■ Task to complete: What is needed here is every line of the records that includes "shirt".

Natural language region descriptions
◇ ◇ ◇ ◇ ◇
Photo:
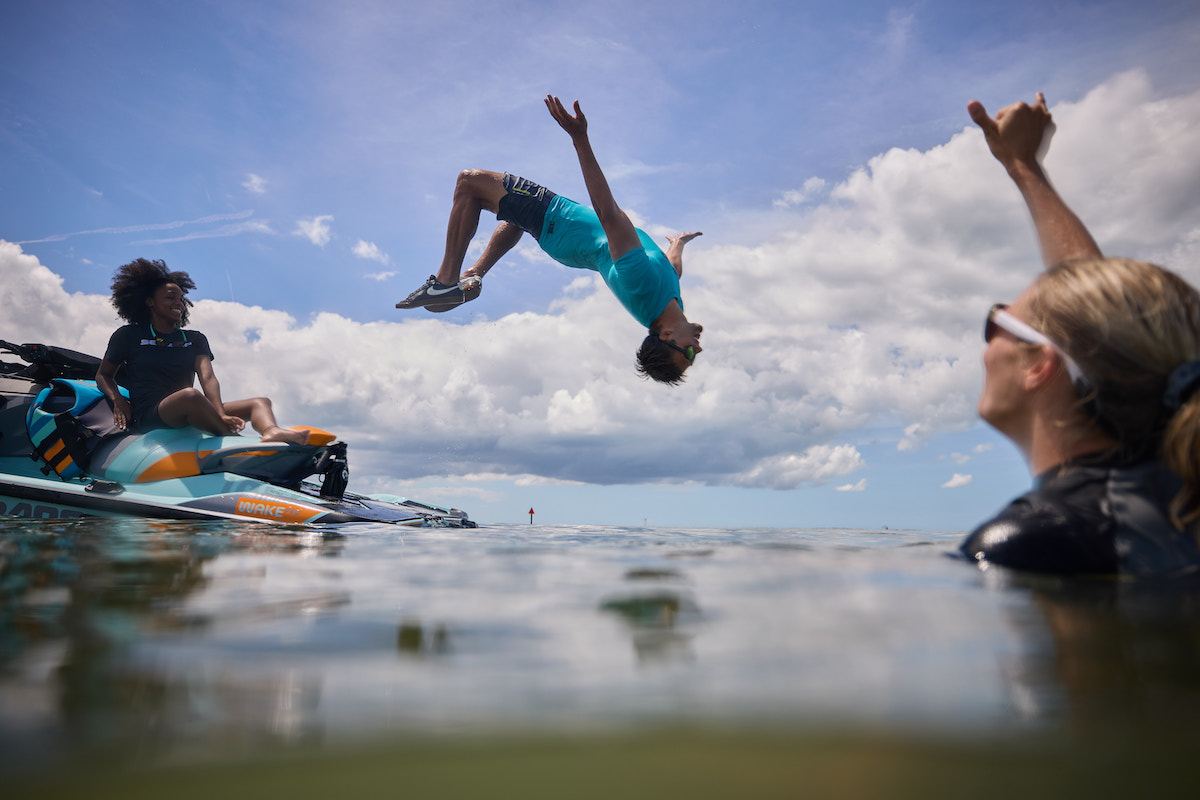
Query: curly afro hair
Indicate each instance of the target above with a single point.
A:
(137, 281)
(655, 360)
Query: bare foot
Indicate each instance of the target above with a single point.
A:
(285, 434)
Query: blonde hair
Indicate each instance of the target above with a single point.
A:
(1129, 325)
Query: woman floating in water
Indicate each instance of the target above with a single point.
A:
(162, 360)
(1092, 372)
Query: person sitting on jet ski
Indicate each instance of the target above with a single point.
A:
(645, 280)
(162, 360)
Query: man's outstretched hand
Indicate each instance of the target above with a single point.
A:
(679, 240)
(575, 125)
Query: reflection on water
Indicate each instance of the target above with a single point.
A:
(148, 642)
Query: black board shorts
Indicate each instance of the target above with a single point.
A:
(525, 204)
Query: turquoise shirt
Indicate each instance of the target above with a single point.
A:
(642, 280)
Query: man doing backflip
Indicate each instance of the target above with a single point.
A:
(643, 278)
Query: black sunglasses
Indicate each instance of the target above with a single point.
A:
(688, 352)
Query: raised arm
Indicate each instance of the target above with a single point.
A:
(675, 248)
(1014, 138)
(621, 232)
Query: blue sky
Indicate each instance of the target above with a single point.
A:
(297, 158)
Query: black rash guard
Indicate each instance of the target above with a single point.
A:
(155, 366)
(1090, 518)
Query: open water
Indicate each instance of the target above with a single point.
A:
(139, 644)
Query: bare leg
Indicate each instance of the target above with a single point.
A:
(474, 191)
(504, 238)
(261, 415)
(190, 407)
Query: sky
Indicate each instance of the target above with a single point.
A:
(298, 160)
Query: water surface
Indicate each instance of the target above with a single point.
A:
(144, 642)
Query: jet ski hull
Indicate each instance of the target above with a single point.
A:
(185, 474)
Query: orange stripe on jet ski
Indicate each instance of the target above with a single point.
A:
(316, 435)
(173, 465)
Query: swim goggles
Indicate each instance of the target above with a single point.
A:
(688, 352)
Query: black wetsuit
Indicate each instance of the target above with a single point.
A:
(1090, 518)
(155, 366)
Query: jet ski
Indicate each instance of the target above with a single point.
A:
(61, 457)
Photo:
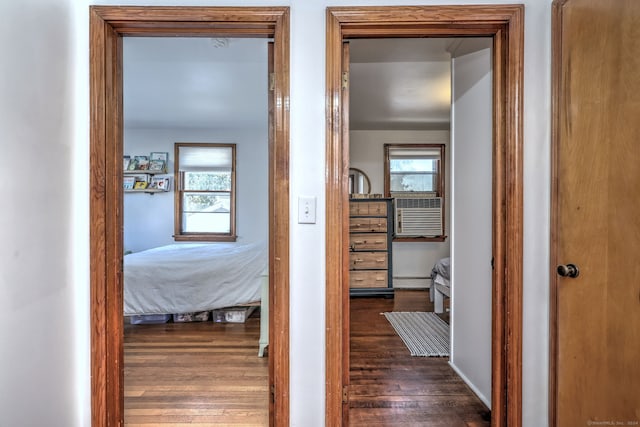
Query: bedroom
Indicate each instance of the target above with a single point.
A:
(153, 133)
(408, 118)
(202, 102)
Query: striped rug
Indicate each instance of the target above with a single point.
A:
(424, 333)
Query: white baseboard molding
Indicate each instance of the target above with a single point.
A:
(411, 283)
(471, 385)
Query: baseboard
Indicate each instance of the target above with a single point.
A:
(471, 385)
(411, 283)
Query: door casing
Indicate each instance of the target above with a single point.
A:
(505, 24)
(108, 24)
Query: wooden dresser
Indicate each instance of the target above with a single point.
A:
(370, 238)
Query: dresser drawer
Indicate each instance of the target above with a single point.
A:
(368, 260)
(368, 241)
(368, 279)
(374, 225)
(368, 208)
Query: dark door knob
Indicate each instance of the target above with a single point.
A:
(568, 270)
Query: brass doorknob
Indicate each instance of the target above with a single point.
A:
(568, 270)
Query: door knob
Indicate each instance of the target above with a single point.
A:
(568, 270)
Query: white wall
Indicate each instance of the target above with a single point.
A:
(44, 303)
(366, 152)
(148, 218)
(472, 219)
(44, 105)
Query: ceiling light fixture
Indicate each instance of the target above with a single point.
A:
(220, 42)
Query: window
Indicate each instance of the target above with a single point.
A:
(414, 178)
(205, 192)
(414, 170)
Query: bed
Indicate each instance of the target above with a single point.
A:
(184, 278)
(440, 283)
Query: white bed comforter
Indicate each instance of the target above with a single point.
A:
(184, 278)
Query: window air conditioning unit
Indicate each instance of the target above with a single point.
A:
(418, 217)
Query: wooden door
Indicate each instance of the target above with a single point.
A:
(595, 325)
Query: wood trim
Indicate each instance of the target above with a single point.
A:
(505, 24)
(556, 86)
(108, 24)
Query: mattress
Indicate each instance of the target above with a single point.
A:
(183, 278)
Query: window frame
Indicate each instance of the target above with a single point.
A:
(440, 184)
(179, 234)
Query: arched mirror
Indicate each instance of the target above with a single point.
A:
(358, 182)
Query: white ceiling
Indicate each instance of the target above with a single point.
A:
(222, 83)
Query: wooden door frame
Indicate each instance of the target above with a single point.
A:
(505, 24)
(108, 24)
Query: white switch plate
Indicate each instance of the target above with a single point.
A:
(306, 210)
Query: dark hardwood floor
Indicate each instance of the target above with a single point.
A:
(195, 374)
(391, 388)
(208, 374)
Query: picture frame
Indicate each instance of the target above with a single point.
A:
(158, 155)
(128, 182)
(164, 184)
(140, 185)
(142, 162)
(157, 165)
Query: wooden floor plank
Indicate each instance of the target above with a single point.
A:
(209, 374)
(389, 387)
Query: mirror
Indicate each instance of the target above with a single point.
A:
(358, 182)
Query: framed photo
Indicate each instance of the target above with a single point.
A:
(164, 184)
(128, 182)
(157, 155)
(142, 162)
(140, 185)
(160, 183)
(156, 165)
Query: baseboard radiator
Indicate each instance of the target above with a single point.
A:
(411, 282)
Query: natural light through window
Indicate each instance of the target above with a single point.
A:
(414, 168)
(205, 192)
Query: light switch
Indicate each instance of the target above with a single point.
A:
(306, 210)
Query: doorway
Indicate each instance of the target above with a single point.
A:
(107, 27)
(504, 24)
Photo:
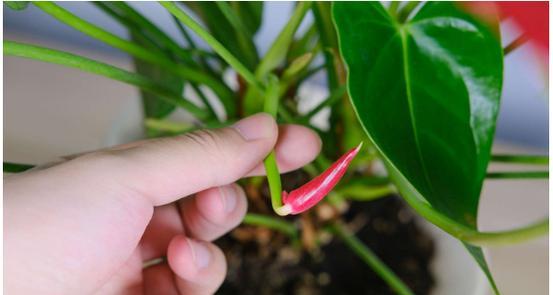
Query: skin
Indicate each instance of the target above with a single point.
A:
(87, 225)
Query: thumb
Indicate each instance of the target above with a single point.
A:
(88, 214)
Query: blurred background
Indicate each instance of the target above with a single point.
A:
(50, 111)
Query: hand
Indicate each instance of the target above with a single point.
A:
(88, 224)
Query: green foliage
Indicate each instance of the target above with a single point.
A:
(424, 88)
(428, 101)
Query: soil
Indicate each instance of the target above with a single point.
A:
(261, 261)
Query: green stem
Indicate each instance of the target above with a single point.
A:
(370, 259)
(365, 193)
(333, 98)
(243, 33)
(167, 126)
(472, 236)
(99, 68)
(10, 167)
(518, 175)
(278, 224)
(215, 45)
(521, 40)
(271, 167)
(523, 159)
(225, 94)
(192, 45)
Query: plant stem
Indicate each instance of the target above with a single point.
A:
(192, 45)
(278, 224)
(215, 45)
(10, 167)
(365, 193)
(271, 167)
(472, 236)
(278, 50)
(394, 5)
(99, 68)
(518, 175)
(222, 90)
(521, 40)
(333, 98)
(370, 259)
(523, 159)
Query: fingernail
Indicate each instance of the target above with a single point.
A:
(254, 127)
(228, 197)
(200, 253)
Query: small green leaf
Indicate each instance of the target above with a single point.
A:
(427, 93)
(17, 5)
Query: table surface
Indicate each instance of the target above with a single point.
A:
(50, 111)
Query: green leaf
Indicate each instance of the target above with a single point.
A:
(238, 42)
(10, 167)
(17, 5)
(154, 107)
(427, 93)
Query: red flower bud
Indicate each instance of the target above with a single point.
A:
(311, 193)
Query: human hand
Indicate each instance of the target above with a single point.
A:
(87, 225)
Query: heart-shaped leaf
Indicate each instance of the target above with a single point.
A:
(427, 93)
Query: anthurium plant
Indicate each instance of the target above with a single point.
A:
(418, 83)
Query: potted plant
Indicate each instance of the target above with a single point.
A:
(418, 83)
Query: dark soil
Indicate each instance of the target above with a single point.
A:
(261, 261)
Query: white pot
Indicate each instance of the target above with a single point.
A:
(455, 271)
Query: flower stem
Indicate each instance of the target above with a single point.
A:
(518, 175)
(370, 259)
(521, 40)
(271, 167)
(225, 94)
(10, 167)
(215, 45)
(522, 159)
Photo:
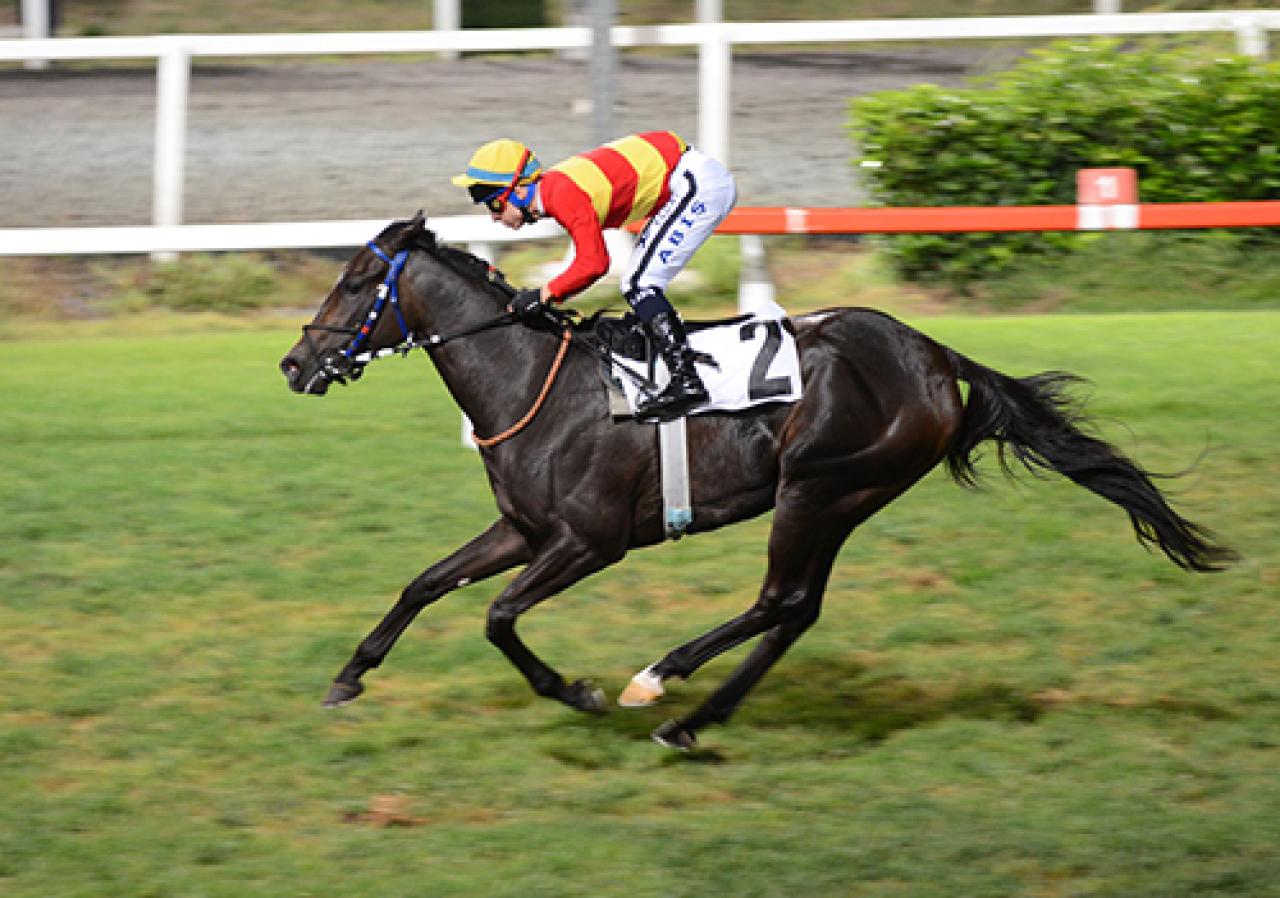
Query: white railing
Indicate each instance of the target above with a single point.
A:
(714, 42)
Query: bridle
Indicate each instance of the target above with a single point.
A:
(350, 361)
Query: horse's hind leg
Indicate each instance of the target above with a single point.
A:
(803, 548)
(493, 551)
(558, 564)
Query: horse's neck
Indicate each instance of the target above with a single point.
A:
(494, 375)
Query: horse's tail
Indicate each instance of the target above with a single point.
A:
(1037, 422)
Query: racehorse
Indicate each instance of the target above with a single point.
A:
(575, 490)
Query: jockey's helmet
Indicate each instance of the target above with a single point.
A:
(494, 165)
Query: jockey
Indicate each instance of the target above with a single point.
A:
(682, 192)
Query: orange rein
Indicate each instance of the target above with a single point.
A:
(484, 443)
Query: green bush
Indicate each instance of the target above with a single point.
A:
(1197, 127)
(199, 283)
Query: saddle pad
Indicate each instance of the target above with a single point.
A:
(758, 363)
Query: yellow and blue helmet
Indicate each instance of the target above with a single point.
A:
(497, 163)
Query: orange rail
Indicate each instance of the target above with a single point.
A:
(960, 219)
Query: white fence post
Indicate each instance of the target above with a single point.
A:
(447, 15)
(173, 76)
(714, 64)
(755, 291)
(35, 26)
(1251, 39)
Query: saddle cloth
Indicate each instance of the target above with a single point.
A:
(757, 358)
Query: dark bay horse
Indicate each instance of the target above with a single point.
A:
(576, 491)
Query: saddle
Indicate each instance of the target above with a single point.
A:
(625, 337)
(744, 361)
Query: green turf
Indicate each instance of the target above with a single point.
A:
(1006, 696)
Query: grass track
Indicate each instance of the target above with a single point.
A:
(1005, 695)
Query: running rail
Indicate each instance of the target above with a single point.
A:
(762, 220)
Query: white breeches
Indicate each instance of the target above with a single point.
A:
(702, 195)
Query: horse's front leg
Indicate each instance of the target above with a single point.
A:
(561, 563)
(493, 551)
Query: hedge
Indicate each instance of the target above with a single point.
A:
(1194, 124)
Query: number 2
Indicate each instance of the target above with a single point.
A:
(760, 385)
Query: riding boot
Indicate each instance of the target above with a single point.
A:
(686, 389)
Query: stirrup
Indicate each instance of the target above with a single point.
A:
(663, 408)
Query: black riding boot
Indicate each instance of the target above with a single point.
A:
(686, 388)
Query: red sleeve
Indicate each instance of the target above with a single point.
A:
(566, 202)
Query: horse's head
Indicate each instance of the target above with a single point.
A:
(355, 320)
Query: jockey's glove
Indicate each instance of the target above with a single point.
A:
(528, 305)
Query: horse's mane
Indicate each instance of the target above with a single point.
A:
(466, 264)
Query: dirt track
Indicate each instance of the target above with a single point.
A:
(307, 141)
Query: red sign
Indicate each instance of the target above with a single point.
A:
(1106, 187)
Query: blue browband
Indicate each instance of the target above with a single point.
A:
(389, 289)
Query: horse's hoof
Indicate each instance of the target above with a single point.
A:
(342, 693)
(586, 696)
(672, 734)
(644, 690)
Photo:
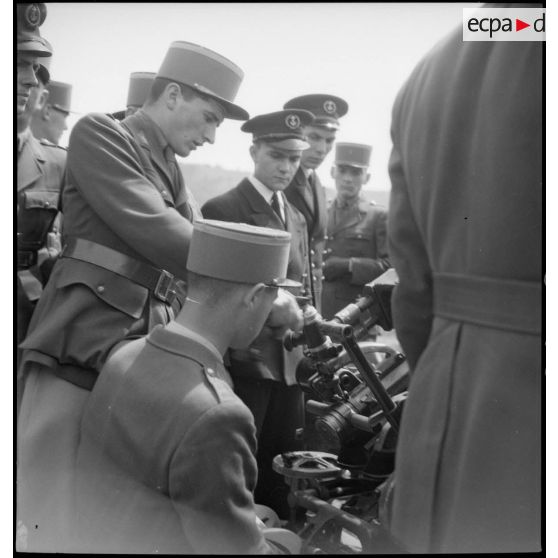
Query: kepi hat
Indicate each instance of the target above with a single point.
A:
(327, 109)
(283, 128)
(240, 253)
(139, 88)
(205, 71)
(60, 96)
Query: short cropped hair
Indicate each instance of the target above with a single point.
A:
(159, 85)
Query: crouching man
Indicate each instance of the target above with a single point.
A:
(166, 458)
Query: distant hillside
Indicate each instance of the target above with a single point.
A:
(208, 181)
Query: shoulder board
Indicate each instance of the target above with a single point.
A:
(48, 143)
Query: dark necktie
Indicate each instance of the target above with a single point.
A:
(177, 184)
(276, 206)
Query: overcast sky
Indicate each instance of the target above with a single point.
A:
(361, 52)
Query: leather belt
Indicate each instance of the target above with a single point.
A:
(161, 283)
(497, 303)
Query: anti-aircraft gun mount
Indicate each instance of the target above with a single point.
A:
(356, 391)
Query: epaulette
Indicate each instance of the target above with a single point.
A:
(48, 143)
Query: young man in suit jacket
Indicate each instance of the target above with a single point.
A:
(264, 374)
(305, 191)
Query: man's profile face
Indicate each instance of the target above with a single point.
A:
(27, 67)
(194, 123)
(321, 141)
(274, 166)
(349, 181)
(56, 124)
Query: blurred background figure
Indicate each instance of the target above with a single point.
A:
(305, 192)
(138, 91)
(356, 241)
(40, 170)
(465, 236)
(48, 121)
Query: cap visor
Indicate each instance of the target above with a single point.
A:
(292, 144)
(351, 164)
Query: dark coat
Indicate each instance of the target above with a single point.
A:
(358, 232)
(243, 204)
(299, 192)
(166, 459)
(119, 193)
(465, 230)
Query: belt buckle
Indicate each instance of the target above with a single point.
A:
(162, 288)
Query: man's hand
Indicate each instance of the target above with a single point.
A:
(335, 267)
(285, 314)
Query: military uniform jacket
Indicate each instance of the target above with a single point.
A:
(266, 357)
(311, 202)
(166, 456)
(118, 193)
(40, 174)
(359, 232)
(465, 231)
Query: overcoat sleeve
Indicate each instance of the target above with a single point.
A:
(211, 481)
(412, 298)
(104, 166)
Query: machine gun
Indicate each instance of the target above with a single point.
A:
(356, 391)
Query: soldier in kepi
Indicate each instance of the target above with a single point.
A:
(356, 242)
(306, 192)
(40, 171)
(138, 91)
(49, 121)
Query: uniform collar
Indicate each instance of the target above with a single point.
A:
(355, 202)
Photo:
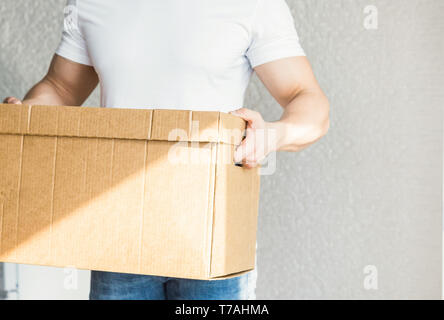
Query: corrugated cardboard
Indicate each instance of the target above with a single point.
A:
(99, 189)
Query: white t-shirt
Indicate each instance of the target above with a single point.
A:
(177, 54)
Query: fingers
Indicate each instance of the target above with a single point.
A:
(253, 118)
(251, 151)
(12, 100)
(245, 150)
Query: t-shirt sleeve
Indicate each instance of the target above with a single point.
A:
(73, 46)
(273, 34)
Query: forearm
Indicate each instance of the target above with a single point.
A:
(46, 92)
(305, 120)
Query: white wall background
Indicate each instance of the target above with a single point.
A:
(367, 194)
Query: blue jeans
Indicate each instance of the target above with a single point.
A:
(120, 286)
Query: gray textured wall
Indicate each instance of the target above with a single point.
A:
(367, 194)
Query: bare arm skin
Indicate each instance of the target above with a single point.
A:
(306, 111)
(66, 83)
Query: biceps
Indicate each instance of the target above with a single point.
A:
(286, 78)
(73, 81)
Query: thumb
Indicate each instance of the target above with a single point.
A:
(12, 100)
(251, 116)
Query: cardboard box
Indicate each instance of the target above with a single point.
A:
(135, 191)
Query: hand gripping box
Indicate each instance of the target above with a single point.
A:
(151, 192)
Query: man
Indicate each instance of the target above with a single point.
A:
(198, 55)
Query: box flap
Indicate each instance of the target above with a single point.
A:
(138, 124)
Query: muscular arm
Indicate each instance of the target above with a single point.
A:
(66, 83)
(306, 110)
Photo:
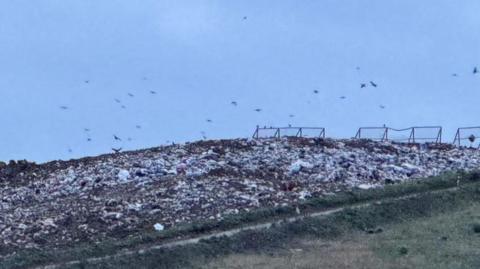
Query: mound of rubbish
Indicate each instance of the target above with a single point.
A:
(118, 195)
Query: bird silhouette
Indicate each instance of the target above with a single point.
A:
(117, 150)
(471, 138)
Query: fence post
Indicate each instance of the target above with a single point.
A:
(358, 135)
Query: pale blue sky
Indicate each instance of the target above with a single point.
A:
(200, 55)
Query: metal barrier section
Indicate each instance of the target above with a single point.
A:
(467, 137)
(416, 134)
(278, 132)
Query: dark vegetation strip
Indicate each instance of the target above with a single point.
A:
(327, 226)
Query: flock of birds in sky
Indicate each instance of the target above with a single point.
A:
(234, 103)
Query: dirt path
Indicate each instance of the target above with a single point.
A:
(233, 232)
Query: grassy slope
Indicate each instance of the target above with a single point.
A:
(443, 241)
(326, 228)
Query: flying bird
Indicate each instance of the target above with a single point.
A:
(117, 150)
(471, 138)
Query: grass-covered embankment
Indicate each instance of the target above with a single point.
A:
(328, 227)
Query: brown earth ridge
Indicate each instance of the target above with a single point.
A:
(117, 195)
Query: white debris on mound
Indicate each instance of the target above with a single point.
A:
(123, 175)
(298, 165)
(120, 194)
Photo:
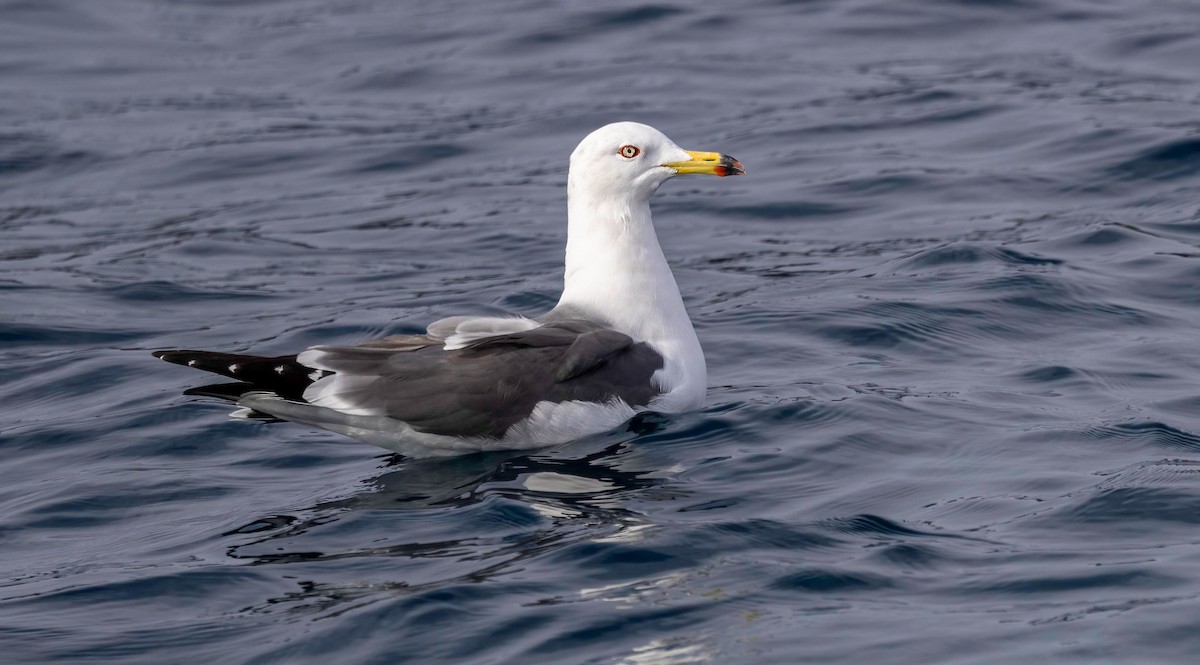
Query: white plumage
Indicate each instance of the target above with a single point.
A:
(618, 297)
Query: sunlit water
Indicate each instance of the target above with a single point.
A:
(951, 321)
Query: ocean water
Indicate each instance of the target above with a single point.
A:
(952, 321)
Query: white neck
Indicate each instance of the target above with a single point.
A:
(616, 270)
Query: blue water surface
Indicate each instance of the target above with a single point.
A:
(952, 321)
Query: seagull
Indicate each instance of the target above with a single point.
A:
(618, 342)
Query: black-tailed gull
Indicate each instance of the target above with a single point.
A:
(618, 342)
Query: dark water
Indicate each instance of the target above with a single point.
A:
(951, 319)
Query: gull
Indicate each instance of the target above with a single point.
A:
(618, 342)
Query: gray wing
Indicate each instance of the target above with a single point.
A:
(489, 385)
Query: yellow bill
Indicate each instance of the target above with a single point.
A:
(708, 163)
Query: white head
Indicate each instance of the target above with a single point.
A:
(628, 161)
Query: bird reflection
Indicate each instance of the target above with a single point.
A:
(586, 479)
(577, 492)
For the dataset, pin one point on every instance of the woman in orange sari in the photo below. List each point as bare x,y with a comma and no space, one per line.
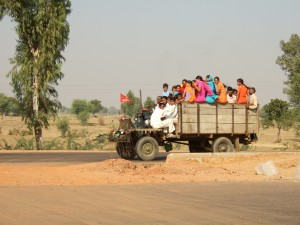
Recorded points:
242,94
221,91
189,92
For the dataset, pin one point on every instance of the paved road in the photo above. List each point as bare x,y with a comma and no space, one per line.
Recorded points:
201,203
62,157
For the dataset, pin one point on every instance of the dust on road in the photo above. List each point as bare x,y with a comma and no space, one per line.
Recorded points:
◇ ◇ ◇ ◇ ◇
■ Task result:
Query: turquoise shirt
Query: white t-shirt
Query: t-shirt sleeve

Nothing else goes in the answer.